What is needed
Render the items below as a Markdown table, starting at the line that contains "For the audit set, annotate each instance of the sliced" and ending at the last line of the items. Use the columns Row and Line, put a row number and that line in each row, and leave out any blank lines.

● ● ● ● ●

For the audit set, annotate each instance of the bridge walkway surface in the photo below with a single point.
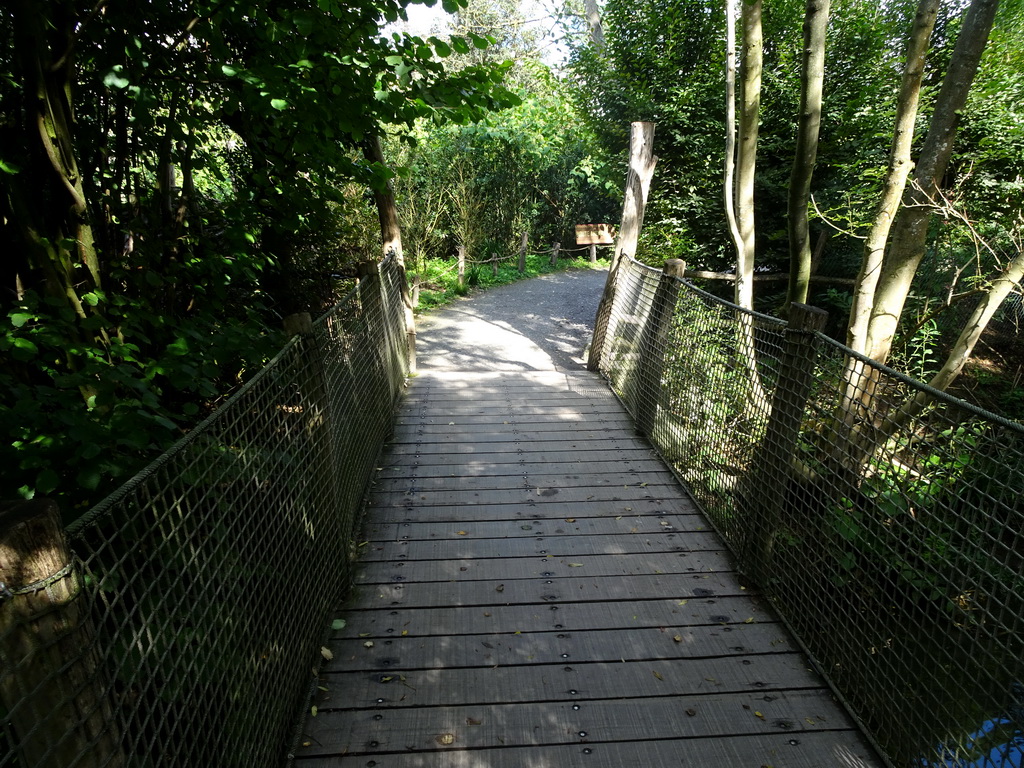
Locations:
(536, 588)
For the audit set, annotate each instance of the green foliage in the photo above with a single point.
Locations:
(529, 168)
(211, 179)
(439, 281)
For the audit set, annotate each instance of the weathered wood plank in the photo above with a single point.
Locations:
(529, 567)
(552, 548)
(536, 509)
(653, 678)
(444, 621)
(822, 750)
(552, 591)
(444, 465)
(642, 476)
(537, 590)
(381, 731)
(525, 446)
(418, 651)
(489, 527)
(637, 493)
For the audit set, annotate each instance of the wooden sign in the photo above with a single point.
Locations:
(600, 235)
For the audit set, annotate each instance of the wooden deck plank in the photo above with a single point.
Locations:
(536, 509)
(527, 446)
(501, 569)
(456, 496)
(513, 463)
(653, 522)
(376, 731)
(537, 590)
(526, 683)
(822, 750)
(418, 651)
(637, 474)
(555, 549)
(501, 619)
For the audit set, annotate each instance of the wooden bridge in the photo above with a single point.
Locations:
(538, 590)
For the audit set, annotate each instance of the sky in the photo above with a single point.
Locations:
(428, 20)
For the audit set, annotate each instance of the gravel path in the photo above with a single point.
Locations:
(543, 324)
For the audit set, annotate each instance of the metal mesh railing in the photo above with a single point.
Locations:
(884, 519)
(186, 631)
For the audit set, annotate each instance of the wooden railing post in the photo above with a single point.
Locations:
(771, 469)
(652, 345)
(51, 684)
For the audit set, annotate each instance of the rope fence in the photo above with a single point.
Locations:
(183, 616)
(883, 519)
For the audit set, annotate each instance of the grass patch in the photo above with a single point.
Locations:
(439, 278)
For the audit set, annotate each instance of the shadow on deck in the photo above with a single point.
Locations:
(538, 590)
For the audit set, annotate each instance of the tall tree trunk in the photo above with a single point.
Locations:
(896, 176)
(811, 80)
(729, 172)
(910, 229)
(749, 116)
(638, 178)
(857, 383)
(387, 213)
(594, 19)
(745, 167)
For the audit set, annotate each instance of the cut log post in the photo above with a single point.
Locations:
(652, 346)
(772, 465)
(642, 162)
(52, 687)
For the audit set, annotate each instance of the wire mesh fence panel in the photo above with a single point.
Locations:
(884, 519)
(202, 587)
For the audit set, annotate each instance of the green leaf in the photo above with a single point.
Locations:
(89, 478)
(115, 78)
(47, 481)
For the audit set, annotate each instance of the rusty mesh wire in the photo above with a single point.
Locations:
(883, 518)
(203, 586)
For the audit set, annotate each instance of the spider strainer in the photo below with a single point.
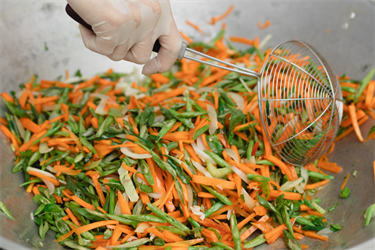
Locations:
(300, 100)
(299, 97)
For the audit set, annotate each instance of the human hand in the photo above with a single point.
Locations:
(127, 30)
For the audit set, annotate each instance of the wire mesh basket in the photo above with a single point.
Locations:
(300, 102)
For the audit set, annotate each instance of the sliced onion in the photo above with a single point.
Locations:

● ● ● ● ●

Exercise result
| Row | Line |
|---|---|
| 1 | For the audit set, annotate each instance of the sliced onion in the photo above with a single point. |
| 2 | Locations: |